- **REQUEST A**
Can you write out the rows again from the line containing "Target: man with grey hair" through the end of the rows, replacing "Put a dot" with "Place a mark" and leaving everything else unchanged?

1.1.2.  Parameter Sets

   SVC maintains the parameter sets concept in H.264/AVC and introduces
   a new type of sequence parameter set, referred to as the subset
   sequence parameter set [H.264].  Subset sequence parameter sets have
   NAL unit type equal to 15, which is different from the NAL unit type
   value (7) of sequence parameter sets.  VCL NAL units of NAL unit type
   1 to 5 must only (indirectly) refer to sequence parameter sets, while
   VCL NAL units of NAL unit type 20 must only (indirectly) refer to
   subset sequence parameter sets.  The references are indirect because

RFC6190 - Page 9

   VCL NAL units refer to picture parameter sets (in their slice
   header), which in turn refer to regular or subset sequence parameter
   sets.  Subset sequence parameter sets use a separate identifier value
   space than sequence parameter sets.

- **INPUT ROWS**
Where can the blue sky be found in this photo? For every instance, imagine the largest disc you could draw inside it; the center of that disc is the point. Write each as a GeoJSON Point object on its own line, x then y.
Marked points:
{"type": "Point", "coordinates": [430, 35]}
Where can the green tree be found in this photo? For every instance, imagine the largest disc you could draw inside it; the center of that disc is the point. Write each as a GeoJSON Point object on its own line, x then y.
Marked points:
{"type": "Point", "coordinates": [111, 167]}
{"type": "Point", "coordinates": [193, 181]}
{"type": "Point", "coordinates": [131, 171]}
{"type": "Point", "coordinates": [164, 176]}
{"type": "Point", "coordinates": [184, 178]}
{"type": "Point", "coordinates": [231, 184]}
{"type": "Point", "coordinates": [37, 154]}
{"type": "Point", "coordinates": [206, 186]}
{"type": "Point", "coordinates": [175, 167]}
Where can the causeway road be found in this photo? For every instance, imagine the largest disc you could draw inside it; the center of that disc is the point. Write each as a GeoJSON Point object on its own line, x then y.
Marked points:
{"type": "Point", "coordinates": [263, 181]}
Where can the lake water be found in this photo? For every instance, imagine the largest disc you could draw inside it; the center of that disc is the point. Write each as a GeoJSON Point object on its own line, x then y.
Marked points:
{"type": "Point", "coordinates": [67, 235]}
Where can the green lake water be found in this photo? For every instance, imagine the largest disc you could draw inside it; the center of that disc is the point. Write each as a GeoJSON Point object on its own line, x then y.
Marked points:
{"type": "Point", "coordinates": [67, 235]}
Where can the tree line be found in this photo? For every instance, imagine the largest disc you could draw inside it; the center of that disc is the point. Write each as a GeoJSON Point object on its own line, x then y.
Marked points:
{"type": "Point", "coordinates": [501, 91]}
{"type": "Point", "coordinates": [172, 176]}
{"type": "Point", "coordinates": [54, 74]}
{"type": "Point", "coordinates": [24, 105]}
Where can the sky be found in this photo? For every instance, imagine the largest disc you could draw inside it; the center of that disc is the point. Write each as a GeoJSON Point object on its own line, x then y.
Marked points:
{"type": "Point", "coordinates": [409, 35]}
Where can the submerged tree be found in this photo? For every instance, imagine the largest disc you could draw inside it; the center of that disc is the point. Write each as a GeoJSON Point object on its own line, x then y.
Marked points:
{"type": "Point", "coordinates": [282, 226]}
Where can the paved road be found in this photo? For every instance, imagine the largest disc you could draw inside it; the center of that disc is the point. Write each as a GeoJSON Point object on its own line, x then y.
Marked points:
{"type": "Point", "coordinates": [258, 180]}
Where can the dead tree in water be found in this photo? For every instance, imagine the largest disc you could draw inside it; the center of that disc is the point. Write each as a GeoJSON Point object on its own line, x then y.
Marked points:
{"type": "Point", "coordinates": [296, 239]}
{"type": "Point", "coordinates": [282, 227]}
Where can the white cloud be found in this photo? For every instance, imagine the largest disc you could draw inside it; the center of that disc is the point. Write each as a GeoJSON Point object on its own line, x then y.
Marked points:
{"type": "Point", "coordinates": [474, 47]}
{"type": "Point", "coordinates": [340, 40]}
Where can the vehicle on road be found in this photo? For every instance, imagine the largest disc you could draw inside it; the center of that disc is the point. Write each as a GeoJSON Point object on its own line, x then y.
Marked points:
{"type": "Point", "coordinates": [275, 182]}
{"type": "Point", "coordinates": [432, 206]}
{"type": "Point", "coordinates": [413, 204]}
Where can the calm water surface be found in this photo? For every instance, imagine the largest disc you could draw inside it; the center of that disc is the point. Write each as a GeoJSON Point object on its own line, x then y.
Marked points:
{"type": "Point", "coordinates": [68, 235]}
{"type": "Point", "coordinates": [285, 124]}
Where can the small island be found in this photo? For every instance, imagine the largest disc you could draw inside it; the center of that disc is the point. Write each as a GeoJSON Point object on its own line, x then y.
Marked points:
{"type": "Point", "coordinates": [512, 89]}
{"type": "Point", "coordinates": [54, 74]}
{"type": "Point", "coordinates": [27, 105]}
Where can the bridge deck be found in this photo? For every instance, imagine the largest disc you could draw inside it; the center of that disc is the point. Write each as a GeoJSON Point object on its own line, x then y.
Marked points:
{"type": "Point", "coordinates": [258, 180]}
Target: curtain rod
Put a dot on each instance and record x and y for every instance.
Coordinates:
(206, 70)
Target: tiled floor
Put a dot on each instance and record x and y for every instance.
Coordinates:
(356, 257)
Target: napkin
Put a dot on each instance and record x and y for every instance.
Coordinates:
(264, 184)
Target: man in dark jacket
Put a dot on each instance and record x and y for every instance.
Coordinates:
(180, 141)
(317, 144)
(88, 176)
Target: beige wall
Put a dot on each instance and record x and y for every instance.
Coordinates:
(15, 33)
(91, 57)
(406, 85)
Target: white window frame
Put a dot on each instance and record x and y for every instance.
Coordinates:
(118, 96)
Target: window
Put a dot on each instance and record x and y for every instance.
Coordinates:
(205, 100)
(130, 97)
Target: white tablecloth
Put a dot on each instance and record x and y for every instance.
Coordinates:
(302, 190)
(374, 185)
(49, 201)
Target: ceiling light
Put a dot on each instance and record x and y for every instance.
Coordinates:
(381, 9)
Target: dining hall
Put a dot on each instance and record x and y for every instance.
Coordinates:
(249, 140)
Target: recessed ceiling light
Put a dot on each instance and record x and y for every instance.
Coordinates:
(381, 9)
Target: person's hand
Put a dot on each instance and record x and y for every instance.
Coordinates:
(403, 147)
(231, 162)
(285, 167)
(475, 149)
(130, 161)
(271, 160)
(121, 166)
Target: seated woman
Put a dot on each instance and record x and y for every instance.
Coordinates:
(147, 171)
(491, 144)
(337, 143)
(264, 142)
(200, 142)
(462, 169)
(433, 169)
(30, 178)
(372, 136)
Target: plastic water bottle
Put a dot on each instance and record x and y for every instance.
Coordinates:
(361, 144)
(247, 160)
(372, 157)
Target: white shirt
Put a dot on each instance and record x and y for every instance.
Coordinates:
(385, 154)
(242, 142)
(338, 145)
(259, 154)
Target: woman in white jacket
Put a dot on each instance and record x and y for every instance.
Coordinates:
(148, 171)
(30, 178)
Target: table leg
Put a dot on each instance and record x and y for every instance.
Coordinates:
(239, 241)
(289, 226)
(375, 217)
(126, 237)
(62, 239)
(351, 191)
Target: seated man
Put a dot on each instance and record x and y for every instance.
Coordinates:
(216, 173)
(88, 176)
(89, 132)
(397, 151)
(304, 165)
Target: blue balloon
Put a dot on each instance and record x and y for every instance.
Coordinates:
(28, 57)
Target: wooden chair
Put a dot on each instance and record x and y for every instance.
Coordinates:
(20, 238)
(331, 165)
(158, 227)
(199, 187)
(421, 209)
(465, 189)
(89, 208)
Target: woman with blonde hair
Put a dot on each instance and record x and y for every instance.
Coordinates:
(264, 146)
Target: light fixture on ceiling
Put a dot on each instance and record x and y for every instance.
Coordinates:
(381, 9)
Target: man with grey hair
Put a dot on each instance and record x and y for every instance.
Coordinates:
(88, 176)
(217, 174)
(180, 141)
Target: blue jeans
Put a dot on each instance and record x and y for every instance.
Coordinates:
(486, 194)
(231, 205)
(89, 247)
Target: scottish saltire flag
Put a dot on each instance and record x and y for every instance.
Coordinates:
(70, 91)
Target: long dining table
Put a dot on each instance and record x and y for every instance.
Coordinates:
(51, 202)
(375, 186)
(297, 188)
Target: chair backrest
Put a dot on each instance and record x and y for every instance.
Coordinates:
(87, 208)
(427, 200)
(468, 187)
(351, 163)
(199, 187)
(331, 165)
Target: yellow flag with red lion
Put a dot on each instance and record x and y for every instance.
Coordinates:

- **REQUEST B**
Could you repeat the stretch of the parameter sets text from "RFC6190 - Page" through "than sequence parameter sets." word for word?

- **COMPLETE OUTPUT A**
Target: man with grey hair
Place a mark on each instance and record x and y for every instance.
Coordinates:
(88, 176)
(217, 174)
(180, 141)
Target: blue jeans
Place a mark on each instance and record x and y for every instance.
Coordinates:
(486, 194)
(231, 205)
(89, 247)
Target: scottish saltire flag
Place a mark on each instance and record x and y for every instance.
Coordinates:
(70, 91)
Target: long dining table
Place a mark on each instance and record x and y for every instance.
Coordinates:
(51, 202)
(375, 186)
(297, 188)
Target: chair backrest
Place a mark on each instance and record x and y for every instance.
Coordinates:
(87, 208)
(427, 200)
(468, 187)
(351, 163)
(199, 187)
(331, 165)
Target: yellow flag with red lion
Place a mark on each instance and record x and y for every instance.
Coordinates:

- **COMPLETE OUTPUT B**
RFC6190 - Page 9

   VCL NAL units refer to picture parameter sets (in their slice
   header), which in turn refer to regular or subset sequence parameter
   sets.  Subset sequence parameter sets use a separate identifier value
   space than sequence parameter sets.